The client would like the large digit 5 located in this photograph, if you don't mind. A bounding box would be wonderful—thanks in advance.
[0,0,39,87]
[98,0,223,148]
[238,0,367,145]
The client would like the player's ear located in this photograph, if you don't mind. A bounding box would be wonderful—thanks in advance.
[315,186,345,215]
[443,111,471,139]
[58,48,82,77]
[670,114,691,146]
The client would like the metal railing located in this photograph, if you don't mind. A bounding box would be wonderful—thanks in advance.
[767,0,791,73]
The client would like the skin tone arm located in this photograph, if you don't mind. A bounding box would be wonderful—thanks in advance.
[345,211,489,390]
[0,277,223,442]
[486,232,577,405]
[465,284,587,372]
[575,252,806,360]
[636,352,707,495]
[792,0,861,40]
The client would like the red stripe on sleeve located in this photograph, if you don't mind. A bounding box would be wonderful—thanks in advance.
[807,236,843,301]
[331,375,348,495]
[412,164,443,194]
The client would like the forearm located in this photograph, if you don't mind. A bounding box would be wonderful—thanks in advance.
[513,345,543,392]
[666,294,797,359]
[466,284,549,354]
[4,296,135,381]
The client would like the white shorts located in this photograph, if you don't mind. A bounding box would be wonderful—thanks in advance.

============================================================

▶ EXERCISE INSTRUCTIONS:
Rewrite every row above as a numbered list, leaving out any blank lines.

▶ THE COMPLETED TASK:
1. The client would like the large digit 5 located in this photograph, if you don't mind. A bounding box would be wonderful—thanks in advance.
2. [0,0,39,87]
3. [98,0,223,148]
4. [238,0,367,145]
5. The client would like the player's ear located in this photograph, if you don't mind. A bounding box would be wonderful—thanks in advance.
6. [315,186,345,215]
7. [443,111,471,139]
8. [58,48,82,77]
9. [670,114,691,146]
10. The client would like the metal railing located in this photograph, if you don't mind. A bounding box would be wonderful—thanks in advance.
11. [767,0,791,73]
12. The client would like the skin tone arm located in this photograph, if you don't mind. A bounding box would be wonderful—thanks in advance.
13. [345,211,489,390]
14. [0,277,223,442]
15. [486,232,577,405]
16. [465,284,587,372]
17. [575,252,806,360]
18. [636,352,707,495]
19. [792,0,861,40]
20. The client would like the red stripe on sleeve located in this photograph, if you don't mind. A bounding box would be wonderful—thanks in advance.
21. [807,236,843,301]
22. [331,375,348,495]
23. [412,164,443,194]
24. The client would like the forearm located in this photograph, if you don't mind. A bounding box would be wonderful—thanks in advance.
25. [513,345,543,392]
26. [666,294,797,359]
27. [466,284,549,354]
28. [4,296,135,381]
29. The client would like the white shorts located in this photograph, if you don't mind. A bounding box would be wonderful—thanks in advance.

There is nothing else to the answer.